> _Directions_
Please copy the leading lines of the entries below exactly, concluding with the line in which "[(442, 25), (91, 268), (297, 394)]" occurs.
------------------------------------------------------------------------
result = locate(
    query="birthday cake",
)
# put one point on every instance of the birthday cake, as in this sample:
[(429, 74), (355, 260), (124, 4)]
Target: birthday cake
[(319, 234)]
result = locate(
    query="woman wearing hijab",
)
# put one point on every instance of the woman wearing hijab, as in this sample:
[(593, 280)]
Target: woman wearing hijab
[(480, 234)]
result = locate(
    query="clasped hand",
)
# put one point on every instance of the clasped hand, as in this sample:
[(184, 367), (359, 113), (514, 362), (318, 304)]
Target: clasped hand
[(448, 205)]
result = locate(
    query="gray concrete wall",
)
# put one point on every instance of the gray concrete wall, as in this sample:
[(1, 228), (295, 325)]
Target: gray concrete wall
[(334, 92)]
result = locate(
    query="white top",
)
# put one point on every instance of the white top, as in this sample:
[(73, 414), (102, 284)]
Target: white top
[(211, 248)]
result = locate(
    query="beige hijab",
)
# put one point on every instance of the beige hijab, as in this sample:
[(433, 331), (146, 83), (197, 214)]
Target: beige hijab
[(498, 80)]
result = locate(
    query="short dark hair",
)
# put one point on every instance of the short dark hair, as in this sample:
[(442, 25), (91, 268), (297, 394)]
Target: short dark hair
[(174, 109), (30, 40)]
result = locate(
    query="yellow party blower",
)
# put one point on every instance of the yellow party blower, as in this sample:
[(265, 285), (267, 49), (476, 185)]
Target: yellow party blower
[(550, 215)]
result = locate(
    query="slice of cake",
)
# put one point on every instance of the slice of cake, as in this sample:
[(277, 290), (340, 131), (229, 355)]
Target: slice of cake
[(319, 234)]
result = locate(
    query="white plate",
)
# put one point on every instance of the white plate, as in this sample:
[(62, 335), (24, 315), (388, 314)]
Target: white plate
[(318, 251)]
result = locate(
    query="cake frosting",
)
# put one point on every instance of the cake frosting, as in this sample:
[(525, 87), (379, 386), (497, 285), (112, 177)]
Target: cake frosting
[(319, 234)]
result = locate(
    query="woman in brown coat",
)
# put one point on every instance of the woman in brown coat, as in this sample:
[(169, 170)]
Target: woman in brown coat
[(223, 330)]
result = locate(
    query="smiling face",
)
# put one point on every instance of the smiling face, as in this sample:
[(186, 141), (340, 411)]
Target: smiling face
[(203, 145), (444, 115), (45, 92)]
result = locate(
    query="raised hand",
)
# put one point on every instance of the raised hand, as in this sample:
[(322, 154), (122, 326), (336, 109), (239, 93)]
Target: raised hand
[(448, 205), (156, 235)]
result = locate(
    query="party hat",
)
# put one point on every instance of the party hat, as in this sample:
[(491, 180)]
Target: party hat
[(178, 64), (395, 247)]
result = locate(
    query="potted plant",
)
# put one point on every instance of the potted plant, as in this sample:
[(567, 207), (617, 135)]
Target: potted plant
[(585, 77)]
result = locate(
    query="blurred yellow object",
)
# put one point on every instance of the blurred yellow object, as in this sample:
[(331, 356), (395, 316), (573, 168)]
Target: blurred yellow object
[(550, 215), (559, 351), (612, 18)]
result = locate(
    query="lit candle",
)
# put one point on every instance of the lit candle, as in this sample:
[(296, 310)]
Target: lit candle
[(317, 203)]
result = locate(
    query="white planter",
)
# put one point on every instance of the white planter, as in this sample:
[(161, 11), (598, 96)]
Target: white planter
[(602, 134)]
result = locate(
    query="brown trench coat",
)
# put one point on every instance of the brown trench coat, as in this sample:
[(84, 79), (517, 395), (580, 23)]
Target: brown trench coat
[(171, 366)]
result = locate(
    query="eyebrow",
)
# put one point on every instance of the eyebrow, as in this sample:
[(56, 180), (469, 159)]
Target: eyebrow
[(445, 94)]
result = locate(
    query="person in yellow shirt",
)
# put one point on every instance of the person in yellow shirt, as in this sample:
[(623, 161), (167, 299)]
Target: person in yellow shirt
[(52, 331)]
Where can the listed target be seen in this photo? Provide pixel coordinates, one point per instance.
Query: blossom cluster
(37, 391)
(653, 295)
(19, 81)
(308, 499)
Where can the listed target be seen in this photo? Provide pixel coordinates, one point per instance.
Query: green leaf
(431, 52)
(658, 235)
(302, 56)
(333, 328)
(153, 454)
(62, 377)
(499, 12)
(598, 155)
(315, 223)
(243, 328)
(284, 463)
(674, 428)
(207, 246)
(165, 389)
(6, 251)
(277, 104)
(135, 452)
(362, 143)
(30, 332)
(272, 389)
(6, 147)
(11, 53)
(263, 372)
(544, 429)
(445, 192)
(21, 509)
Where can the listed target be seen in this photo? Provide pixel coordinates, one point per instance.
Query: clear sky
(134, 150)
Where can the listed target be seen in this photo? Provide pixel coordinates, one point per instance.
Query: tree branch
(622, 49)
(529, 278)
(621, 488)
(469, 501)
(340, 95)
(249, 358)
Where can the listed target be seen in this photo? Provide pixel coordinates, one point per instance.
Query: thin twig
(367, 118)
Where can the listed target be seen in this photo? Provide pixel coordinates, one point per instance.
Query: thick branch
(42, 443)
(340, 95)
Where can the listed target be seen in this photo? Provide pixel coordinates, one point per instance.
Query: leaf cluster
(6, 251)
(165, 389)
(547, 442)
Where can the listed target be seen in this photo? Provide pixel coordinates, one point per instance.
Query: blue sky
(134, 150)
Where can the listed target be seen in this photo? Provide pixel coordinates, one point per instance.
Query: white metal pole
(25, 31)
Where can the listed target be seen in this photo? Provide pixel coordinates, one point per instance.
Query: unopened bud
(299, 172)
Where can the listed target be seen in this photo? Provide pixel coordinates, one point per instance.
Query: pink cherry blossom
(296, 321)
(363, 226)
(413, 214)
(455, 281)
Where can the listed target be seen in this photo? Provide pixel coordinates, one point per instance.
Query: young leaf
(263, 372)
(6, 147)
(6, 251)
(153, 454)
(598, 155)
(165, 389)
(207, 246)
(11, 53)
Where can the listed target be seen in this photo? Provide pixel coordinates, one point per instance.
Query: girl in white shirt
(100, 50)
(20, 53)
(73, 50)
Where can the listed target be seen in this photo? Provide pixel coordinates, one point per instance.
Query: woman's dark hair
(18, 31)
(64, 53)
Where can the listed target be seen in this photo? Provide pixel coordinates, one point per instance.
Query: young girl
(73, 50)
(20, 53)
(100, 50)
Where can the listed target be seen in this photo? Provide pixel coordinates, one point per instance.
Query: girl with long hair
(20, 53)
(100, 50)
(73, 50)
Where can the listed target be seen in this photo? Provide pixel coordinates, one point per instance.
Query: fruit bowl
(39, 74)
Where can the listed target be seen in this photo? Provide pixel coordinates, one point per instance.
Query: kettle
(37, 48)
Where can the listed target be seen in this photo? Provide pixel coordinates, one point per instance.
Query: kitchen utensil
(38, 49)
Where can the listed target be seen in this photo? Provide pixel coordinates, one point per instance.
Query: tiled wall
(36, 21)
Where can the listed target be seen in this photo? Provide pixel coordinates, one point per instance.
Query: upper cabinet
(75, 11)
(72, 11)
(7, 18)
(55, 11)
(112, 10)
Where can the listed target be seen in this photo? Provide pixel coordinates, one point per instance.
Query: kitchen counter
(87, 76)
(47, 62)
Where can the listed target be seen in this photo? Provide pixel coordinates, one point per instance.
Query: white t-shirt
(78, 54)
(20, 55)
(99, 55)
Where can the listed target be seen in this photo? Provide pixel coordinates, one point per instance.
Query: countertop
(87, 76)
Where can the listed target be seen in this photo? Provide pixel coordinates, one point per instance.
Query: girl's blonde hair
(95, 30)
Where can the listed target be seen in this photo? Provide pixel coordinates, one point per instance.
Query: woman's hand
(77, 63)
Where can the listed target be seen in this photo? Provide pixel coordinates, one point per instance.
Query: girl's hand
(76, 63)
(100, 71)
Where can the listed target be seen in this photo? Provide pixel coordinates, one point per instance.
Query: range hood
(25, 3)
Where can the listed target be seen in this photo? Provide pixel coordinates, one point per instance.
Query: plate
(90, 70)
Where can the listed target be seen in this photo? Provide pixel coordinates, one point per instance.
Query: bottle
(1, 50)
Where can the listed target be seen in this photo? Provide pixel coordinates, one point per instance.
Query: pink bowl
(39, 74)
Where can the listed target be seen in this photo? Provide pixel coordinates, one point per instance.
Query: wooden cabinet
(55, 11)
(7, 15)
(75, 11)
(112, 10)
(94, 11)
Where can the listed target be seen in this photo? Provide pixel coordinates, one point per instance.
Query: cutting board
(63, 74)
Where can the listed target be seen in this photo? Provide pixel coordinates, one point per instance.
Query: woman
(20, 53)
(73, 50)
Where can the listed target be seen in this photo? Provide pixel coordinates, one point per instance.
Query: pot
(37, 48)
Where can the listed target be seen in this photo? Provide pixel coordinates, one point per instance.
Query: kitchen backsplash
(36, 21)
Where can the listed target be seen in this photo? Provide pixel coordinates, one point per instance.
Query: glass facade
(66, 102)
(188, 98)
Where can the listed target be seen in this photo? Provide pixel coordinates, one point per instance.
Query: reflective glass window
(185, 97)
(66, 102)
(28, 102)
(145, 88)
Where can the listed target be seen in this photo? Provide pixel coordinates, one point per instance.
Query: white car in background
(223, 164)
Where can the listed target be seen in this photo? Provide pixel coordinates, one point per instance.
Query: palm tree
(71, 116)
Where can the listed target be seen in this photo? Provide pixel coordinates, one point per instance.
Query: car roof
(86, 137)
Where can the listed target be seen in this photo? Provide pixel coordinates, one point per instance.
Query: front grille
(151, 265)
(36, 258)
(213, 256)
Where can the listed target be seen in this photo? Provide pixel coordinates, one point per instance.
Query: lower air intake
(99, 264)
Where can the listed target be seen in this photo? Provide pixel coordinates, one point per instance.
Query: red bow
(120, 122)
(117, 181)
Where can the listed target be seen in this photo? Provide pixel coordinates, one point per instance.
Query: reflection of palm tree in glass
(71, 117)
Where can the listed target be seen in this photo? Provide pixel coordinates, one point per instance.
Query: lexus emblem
------------------------------------------------------------------------
> _Result below_
result = locate(
    query="birthday cake",
)
# put one point on every instance of the birthday cake, as in this sample:
[(429, 74), (355, 260), (124, 4)]
Target: birthday cake
[(319, 234)]
result = locate(
    query="woman wearing hijab",
)
# put one point on every instance of the woman wearing hijab, as in this sample:
[(593, 280)]
Target: woman wearing hijab
[(480, 234)]
result = locate(
    query="clasped hand",
)
# put one point on every instance of the clasped hand, as in this sample:
[(184, 367), (359, 113), (514, 362), (318, 304)]
Target: clasped hand
[(448, 205)]
result = locate(
    query="gray concrete wall",
)
# put one point on every instance of the gray concrete wall, as in this sample:
[(1, 228), (295, 325)]
Target: gray concrete wall
[(334, 92)]
result = locate(
    query="white top",
)
# put one point on every instance of the white top, as in this sample:
[(73, 414), (102, 284)]
Target: white top
[(211, 248)]
result = locate(
    query="beige hijab",
)
# put one point on every instance of the beige hijab, as in this sample:
[(433, 331), (146, 83), (197, 214)]
Target: beige hijab
[(498, 80)]
result = locate(
    query="short dark hair",
)
# put one point on every instance of the short dark hair, as in this sample:
[(442, 25), (91, 268), (297, 394)]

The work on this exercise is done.